Work to be completed: Rewrite the rows that begin at the line containing "like [(200, 200)]." and continue through the end of the rows, replacing "photo" with "image" and leaving everything else unchanged. Return only those rows.
• • •
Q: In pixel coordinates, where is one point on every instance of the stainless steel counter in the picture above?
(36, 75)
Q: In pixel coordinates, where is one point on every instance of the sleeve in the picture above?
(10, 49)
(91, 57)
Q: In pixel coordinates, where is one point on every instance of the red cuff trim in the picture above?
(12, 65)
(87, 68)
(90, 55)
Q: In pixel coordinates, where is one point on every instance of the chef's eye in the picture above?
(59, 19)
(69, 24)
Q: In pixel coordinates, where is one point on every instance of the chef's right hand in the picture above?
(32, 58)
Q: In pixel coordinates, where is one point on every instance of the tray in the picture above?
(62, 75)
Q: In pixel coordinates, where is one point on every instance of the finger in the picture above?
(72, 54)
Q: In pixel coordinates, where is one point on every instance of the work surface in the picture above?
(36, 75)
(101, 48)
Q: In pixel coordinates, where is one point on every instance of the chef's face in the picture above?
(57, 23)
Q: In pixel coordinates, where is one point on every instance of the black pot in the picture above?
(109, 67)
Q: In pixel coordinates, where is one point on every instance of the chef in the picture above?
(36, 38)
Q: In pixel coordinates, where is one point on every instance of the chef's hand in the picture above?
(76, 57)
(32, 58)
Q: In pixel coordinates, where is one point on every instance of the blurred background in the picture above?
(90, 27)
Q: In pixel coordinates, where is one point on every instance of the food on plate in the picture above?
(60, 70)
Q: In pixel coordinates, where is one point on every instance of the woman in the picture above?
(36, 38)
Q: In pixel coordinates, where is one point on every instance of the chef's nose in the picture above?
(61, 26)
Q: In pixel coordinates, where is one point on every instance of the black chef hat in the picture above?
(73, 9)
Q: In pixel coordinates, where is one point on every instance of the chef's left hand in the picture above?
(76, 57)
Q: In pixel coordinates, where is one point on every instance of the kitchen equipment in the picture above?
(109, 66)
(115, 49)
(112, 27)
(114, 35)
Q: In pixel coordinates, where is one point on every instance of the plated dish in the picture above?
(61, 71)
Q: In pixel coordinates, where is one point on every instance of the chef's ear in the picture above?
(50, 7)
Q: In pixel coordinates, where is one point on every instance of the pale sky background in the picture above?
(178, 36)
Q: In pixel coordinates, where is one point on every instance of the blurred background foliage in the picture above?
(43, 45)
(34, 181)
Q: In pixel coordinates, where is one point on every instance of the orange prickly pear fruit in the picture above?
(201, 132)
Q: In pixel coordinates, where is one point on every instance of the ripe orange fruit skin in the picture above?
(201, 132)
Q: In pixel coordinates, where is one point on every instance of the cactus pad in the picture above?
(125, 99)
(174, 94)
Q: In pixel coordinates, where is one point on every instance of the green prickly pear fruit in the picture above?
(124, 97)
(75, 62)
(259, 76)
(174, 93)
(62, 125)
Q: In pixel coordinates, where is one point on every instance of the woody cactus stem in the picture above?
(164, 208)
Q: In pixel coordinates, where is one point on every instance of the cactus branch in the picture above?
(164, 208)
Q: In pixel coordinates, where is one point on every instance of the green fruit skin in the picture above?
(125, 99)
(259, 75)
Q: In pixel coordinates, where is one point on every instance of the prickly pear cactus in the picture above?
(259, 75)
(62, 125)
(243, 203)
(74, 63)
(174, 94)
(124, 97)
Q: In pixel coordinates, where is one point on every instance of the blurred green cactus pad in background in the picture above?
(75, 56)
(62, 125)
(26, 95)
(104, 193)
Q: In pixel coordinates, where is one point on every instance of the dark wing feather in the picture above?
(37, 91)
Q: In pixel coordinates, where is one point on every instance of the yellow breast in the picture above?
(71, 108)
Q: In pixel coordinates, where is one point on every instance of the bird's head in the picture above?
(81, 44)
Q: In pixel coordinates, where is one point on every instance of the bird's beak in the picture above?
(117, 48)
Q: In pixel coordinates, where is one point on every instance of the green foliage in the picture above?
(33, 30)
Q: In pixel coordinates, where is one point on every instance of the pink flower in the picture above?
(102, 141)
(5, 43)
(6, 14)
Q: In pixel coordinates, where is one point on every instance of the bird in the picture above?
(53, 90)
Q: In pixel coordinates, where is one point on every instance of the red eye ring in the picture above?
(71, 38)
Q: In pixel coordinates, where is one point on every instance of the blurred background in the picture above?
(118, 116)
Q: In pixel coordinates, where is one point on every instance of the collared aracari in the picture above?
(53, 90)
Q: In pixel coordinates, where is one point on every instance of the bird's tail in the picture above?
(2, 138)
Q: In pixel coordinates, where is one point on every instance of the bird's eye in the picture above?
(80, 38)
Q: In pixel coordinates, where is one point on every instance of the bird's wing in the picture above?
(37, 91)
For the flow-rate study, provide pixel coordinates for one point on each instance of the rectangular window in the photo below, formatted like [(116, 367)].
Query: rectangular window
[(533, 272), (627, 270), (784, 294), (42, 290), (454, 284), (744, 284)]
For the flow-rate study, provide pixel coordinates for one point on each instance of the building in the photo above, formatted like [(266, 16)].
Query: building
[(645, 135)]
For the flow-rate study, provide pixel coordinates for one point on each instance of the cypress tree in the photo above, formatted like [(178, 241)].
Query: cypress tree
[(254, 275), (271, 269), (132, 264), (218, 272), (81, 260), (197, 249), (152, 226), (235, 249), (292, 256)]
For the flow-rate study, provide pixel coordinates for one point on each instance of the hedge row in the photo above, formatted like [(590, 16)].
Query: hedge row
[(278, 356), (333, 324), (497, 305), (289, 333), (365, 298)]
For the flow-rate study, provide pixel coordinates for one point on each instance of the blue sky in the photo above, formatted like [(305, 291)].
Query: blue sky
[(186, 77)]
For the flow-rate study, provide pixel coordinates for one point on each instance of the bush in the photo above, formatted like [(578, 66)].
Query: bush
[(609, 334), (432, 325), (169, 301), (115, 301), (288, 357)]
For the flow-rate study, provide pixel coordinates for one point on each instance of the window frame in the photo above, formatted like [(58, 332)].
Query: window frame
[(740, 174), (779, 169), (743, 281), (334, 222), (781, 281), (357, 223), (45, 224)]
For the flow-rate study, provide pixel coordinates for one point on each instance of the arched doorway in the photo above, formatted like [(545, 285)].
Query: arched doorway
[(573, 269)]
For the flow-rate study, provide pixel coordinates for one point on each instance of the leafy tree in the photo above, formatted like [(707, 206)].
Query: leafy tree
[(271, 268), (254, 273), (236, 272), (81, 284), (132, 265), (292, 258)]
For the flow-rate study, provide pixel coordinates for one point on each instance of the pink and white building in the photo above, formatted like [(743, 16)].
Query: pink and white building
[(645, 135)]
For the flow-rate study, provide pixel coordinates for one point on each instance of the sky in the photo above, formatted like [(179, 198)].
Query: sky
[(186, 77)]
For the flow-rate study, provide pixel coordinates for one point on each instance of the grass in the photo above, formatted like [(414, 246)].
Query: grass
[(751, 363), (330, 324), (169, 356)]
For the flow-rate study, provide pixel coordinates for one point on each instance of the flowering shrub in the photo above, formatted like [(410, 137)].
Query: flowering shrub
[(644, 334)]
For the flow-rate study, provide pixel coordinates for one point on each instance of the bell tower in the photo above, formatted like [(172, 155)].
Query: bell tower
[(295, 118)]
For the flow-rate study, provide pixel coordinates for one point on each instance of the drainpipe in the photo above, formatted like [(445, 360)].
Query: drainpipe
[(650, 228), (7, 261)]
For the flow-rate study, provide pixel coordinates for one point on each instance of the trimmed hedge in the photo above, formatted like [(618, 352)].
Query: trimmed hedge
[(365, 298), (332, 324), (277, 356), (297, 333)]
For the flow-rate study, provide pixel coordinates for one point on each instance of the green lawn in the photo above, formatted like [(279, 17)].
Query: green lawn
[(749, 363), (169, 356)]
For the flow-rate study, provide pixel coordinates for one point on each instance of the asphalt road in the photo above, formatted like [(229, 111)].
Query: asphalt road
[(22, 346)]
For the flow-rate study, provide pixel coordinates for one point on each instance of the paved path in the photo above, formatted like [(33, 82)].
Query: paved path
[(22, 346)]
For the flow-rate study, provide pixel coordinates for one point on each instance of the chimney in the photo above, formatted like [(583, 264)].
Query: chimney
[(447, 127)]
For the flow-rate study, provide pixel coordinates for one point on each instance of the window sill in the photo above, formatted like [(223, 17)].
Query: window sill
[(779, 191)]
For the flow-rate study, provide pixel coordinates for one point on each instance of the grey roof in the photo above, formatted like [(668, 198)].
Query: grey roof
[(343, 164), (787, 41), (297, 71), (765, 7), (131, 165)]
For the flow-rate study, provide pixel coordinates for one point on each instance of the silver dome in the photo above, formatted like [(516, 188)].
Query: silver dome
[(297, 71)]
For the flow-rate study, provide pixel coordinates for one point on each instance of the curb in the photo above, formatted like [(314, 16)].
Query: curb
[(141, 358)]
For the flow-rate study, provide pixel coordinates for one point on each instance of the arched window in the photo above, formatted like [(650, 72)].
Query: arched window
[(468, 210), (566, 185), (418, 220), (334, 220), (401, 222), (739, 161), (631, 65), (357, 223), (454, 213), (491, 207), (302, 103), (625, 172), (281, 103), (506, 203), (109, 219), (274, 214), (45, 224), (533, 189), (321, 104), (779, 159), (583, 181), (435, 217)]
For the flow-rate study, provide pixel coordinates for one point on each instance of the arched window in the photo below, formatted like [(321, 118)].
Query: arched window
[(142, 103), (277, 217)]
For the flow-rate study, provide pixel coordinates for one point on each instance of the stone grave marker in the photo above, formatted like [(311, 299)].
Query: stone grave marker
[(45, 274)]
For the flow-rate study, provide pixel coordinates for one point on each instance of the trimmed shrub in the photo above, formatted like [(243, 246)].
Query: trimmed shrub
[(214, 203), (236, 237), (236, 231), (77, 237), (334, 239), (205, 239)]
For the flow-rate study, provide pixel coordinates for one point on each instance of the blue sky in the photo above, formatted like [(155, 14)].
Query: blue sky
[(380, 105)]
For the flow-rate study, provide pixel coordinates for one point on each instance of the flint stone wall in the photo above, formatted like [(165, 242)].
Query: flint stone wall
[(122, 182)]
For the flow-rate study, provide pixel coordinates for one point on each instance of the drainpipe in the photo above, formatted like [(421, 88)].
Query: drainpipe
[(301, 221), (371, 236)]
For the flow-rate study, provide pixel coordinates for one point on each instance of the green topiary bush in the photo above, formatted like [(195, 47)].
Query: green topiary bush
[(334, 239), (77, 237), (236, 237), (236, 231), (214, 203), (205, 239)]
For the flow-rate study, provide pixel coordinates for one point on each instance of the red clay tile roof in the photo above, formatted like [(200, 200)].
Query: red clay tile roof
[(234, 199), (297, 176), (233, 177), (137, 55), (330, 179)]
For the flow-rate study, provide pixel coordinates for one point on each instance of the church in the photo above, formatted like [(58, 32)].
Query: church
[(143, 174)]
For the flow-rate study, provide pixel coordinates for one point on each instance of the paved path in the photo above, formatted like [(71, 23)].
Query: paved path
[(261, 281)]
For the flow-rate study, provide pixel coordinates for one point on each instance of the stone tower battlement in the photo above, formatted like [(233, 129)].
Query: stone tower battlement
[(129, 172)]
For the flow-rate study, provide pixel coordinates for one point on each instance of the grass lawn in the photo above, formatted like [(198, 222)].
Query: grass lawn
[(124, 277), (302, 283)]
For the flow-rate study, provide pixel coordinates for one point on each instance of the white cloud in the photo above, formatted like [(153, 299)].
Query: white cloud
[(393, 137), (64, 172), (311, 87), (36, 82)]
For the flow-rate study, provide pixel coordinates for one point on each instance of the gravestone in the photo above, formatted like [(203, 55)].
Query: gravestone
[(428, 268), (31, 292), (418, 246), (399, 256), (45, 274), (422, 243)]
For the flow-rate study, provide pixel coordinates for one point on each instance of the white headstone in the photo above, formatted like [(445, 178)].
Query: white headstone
• • •
Exercise solution:
For the flow-rate study, provide pixel coordinates for one point on each instance of the red clay tile roof in the image above, formatted like [(200, 200)].
Query: red clay tile roof
[(234, 199), (297, 176), (233, 177), (137, 55), (330, 179)]
For the flow-rate study, provide pixel coordinates for one point on each instance of the church in the image above, formatted like [(58, 32)].
Query: church
[(143, 174)]
For the flow-rate study, provide pixel coordinates for one point on each instance of the paved path in the image above, formatted like [(71, 23)].
Query: paved path
[(261, 281)]
For the flow-rate study, provide pixel coordinates for one point on each instance of the stone tower battlement in the image above, formatted like [(233, 129)].
Query: stone tower battlement
[(129, 172)]
For the flow-rate study, provide pixel coordinates for one point on each instance of the grass lawn in the image above, formatted like [(198, 222)].
Query: grass lawn
[(124, 277), (302, 283)]
For the flow-rate study, provide pixel coordinates for one point on each instance of the white cloud in the image above, formatted like [(153, 299)].
Query: white cloud
[(393, 137), (64, 172), (311, 87), (36, 82)]
For the flow-rate study, provide pixel coordinates for one point on each instance of the gravestone in the image above, formatted like [(203, 55)].
Query: gravestone
[(428, 268), (31, 292), (418, 246), (399, 256), (45, 274), (422, 243)]
For the flow-rate study, provide pixel coordinates for one point on each instance of the white headstone in the image above, formatted like [(445, 178)].
Query: white headstone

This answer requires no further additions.